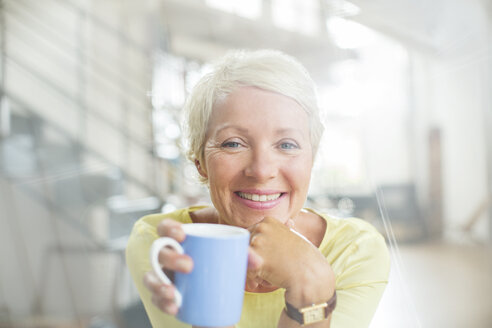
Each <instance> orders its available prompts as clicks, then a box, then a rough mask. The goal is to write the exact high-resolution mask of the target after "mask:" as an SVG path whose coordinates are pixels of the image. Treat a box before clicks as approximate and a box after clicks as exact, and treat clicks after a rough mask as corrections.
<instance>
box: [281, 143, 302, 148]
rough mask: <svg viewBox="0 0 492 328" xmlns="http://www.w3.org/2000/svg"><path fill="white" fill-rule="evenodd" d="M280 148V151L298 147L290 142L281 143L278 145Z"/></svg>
mask: <svg viewBox="0 0 492 328" xmlns="http://www.w3.org/2000/svg"><path fill="white" fill-rule="evenodd" d="M280 148H282V149H297V148H299V147H297V145H296V144H294V143H292V142H282V143H281V144H280Z"/></svg>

> Task instructions:
Copy out the line holding "rough mask: <svg" along with all lines after it through the end of the entries, exactly and only these.

> Worked solution:
rough mask: <svg viewBox="0 0 492 328" xmlns="http://www.w3.org/2000/svg"><path fill="white" fill-rule="evenodd" d="M280 148V151L298 147L290 142L281 143L278 145Z"/></svg>
mask: <svg viewBox="0 0 492 328" xmlns="http://www.w3.org/2000/svg"><path fill="white" fill-rule="evenodd" d="M280 148H282V149H297V148H299V147H297V145H296V144H294V143H292V142H282V143H281V144H280Z"/></svg>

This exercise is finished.